— Start of Text segment —
- Illinois state flag
- Active: August 4, 1861, to September 5, 1864
- Country: United States
- Allegiance: Union
- Branch: Infantry
- Engagements: American Civil War Battle of Pea Ridge; Siege of Corinth; Battle of Stones River; Battle of Chickamauga; Battle of Missionary Ridge; Battle of Kennesaw Mountain; Siege of Atlanta;

= 25th Illinois Infantry Regiment =

The 25th Regiment, Illinois Volunteer Infantry, was an infantry regiment that served in the Union Army during the American Civil War.

==Service==
The 25th Regiment Illinois Volunteer Infantry was organized on June 1, 1861, and mustered in Saint Louis, Missouri, into Federal service for 3 years on August 4, 1861, following President Abraham Lincoln's May 1861 call for volunteers to serve for 3 years in regiments organized by state governments. It was assigned to: the Army of Southwest Missouri under Brigadier General Samuel R. Curtis, August 1861 to June 1862; Army of the Mississippi under Brigadier General John Pope, June 1862 to September 1862; Army of the Ohio, September 1862 to November 1862; and Army of the Cumberland, November 1862 to August 1864.

The 25th Illinois was within sight of Atlanta, Georgia, on September 1, 1864, when it was ordered to Camp Butler, near Springfield, Illinois. There, the 25th Illinois was mustered out of service on September 5, 1864, having completed its term of enlistment.

==Notable Battles==
===Battle of Pea Ridge===
On March 6 and 7th, 1862 the 25th Regiment of Illinois Volunteers were held in support. On the 8th they were ordered to advance, charging into Confederate positions amid thick woods, fighting brutally until the Confederate line broke.

===Siege Of Corinth===
The 25th Regiment of Illinois Volunteers marched to Cape Girardeau, MO under General Jeff C. Davis after the Battle of Pea Ridge. Transported by boat, they joined under General Hallecks for the siege of Corinth, MS. They remained until the Confederates withdrew.
— End of Text segment —
### Required task 1:
Can you rewrite the records below, swapping "photo above" for "image above" and changing nothing else? Leave the pictures out of your answer.
— Start of Extracted information —
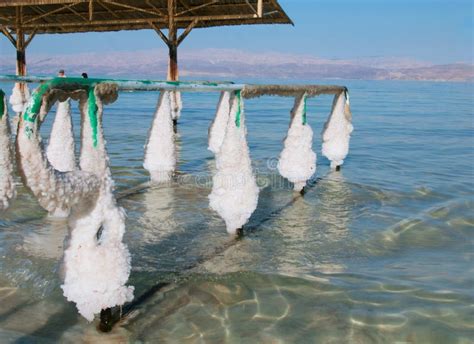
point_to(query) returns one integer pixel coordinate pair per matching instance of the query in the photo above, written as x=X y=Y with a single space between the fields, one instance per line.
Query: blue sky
x=438 y=31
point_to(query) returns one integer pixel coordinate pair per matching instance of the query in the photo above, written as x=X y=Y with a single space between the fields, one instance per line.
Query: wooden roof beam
x=7 y=33
x=187 y=31
x=139 y=9
x=49 y=13
x=142 y=21
x=155 y=8
x=91 y=10
x=77 y=14
x=160 y=33
x=30 y=38
x=251 y=6
x=107 y=8
x=191 y=9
— End of Extracted information —
### Required task 2:
How would the account of the 25th Illinois Infantry Regiment go on after the siege of Corinth? Continue it from its last sentence.

### Response 1:
point_to(query) returns one integer pixel coordinate pair per matching instance of the query in the image above, written as x=X y=Y with a single space between the fields, one instance per line.
Query: blue sky
x=438 y=31
point_to(query) returns one integer pixel coordinate pair per matching instance of the query in the image above, written as x=X y=Y with a single space between the fields, one instance per line.
Query: wooden roof beam
x=7 y=33
x=187 y=31
x=139 y=9
x=49 y=13
x=142 y=21
x=155 y=8
x=91 y=10
x=77 y=14
x=160 y=33
x=30 y=38
x=251 y=6
x=107 y=8
x=191 y=9

### Response 2:
===Battle of Stones River===
The Confederate attack on the dawn of December 31 cost the Illinois 25th a third of their numbers as the unit found itself flanked on the left and right, the 25th pushed back two assaults by the Confederates. The color-bear was killed and the colors were raised by Colonel Williams with a rallying cry. He soon fell and the unit withdrew. As a response to General Breckenridge's attack on the same flank, the 19th Illinois Volunteer Regiment moved forward, supported by the rest of the 25th. They held the line long enough for Captain John Mendenhall's artillery to repel General Breckenridge's attack.

===Battle of Chickamauga===
The 25th Regiment of Illinois Volunteers were tasked with establishing pontoon crossings near Stevenson, AL. This action allowed the army to cross the river and engage in the Battle of Chickamauga, where the 25th would go on to lose 2/3 of their men.

===Battle of Missionary Ridge===
The 25th Regiment of Illinois Volunteers fought side-by-side with the 35th Regiment of Illinois Volunteers in General Thomas's assault on the Confederate center.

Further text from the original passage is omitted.